• [SHORT EXERCISE]: Return all of the rows below unchanged, leaving out the pictures.

§

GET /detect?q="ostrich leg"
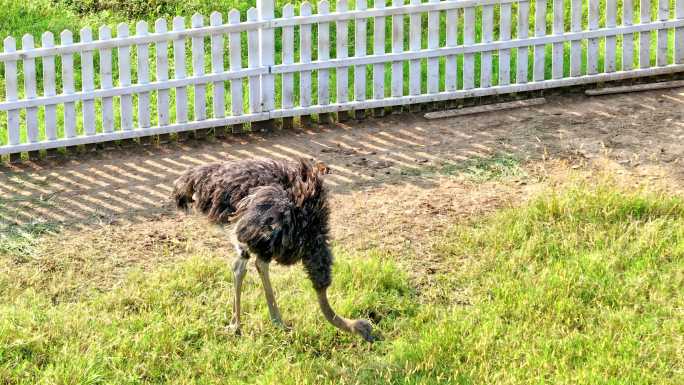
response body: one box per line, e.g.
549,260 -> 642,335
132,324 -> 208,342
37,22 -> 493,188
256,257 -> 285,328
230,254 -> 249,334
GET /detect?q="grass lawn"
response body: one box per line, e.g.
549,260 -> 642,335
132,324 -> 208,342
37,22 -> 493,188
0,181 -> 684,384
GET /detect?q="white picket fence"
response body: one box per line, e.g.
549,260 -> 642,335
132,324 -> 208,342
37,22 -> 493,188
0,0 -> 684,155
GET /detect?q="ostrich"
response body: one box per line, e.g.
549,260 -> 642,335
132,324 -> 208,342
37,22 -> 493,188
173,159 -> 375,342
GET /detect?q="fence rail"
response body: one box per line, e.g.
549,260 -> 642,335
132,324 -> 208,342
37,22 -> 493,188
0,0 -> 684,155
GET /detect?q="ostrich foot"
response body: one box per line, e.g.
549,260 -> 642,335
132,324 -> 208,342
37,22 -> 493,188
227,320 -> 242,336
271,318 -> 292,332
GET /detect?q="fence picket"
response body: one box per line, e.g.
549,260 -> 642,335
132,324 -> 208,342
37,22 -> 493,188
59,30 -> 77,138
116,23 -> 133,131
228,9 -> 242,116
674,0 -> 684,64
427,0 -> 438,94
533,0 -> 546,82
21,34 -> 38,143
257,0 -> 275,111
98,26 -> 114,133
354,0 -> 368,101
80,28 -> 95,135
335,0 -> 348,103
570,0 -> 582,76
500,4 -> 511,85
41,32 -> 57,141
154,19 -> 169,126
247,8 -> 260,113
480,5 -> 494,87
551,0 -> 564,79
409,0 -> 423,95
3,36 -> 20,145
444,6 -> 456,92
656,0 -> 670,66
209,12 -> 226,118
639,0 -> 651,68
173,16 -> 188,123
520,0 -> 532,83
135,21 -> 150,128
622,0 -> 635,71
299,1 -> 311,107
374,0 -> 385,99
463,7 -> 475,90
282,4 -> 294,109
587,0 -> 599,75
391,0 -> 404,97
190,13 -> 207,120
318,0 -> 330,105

§

• [ANSWER TO THIS PROBLEM]:
GET /detect?q="ostrich leg"
response body: one box per line, e.g.
549,260 -> 642,335
132,324 -> 208,342
37,22 -> 493,188
256,257 -> 285,328
230,254 -> 249,334
GET /detect?q="grass lawn"
response body: one box per line, e.g.
549,260 -> 642,335
132,324 -> 208,342
37,22 -> 493,188
0,181 -> 684,384
GET /detect?q="white picket fence"
response body: one box per line, e.g.
549,260 -> 642,335
132,324 -> 208,342
37,22 -> 493,188
0,0 -> 684,155
GET /detect?q="ostrich"
response body: one box per line, e.g.
549,260 -> 642,335
132,324 -> 208,342
37,22 -> 493,188
173,159 -> 375,342
GET /detect?q="fence rail"
response body: one box per line, e.g.
549,260 -> 642,335
132,324 -> 208,342
37,22 -> 493,188
0,0 -> 684,155
GET /detect?q="ostrich foot"
response body: one box per line, e.g.
549,260 -> 642,335
132,324 -> 208,342
37,22 -> 493,188
227,320 -> 242,336
271,318 -> 292,332
GET /detect?q="fence picket"
response body: one box per line, e.g.
549,260 -> 642,335
132,324 -> 208,342
37,22 -> 493,188
59,30 -> 77,138
116,23 -> 133,131
228,9 -> 242,116
674,0 -> 684,64
427,0 -> 438,94
533,0 -> 546,82
21,34 -> 38,143
257,0 -> 275,111
98,26 -> 114,133
354,0 -> 368,101
80,28 -> 95,135
335,0 -> 348,103
570,0 -> 582,76
500,4 -> 511,85
41,32 -> 57,141
154,19 -> 169,126
247,8 -> 260,113
480,5 -> 494,87
551,0 -> 564,79
409,0 -> 423,95
3,36 -> 20,145
444,6 -> 456,92
656,0 -> 670,66
209,12 -> 226,118
639,0 -> 651,68
173,16 -> 188,123
520,0 -> 532,83
135,21 -> 150,128
622,0 -> 635,71
299,1 -> 311,107
374,0 -> 385,99
463,7 -> 475,90
282,4 -> 294,109
587,0 -> 599,75
391,0 -> 404,97
190,13 -> 207,120
318,0 -> 330,105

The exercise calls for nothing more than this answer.